Start of TEXT SEGMENT
We found the church at Great Ness open on this fine spring day.

An old milestone in the village of Great Ness indicated that the main A5 once ran through the village.

We now headed towards Nesscliffe Hill Country Park but our intended footpath took a bit of finding as the stile was well hidden but after this there were no issues. We skirted the foot of the woodland and surprisingly came across a large hidden sandstone cliff in the trees. This was once a quarry area and the cliffs had been cut smoothly with historic initials and names cut into the rock face probably by quarrymen at locations which are now impossible to get to. We made for Kynaston Cave first which was located up a flight of worn steps and cut into the rock face but fenced off so there was no close access. The cave is so named as it became the secret home of ‘wild’ Humphrey Kynaston who in 1491 was declared an outlaw after the murder of local man John Hughes. For many years, this was his home where he lived a life similar to that of Robin Hood, robbing the rich and giving to the poor. Because of this, his hideout was kept secret despite the authorities trying several times to capture him. Of the two room cave, one room was for his family and then other was for his horse ‘Beelzebub’. It is believed that Humphrey Kynaston was later pardoned by Henry VIII after supplying the King with one hundred men to fight in France.
End of TEXT SEGMENT
_TASK LIST_.
**A.** In the Great Ness walk account, in what year was Humphrey Kynaston declared an outlaw?
**B.** Please echo the Great Ness walk account word for word, everything from "We found the" down to "through the village.".
**C.** Give what follows the last sentence of the Great Ness walk account, carrying it on in the same voice.
The listing is separate material with no connection to the Great Ness walk account.
Start of GIVEN DATA
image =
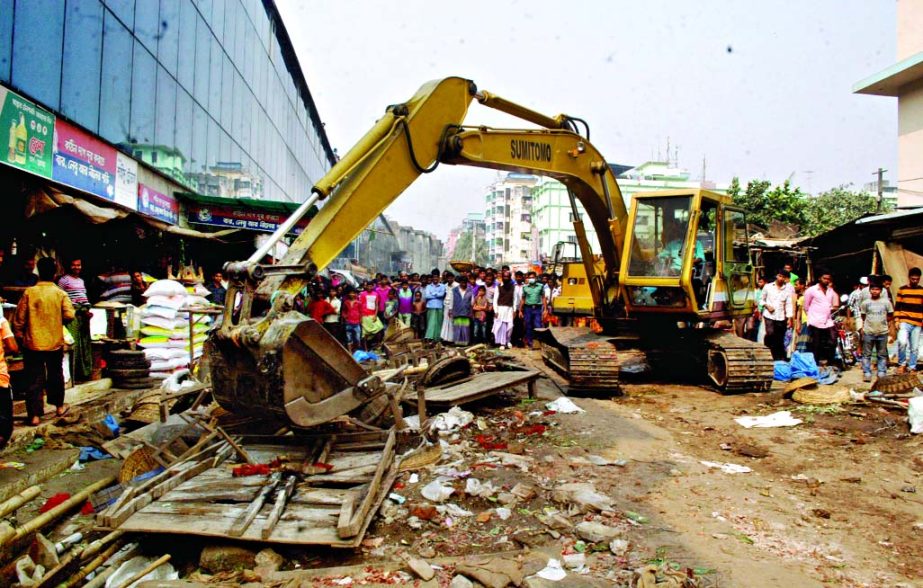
End of GIVEN DATA
_ANSWER SET_.
**A.** 1491

**B.**
We found the church at Great Ness open on this fine spring day.

An old milestone in the village of Great Ness indicated that the main A5 once ran through the village.

**C.**
Well worn steps lead up to Kynaston’s Cave home for many years of the outlaw Humphry Kynaston.

Vertical sandstone cliffs are well hidden by the trees at Nesscliffe Hill Country Park.

A steep path led uphill to the wooded summit and we found a picnic bench for lunch. Nearby was the hill fort known as Nesscliffe Hill Camp which dates from the Iron Age. There are still extensive earthworks and recent tree felling had revealed the embankments.
We stopped briefly at Oliver’s Point where we had limited views through the trees to the west but today it was quite hazy. Leaving the wooded top we took a wrong turn and so had to back track a short distance and joined the lane through the hamlet of Valeswood. The path north over The Cliffe provided some fine walking along a low ridge on common ground and a small detour led us to the trig point that crowned the highest spot here. Again, views were poor but the walk towards Ruyton XI Towns was very rewarding.

Olivers Point on Nesscliffe Hill gives limited views across the Shropshire countryside.

Ruyton-XI-Towns is a fascinating village and west of the church are the remains of the castle.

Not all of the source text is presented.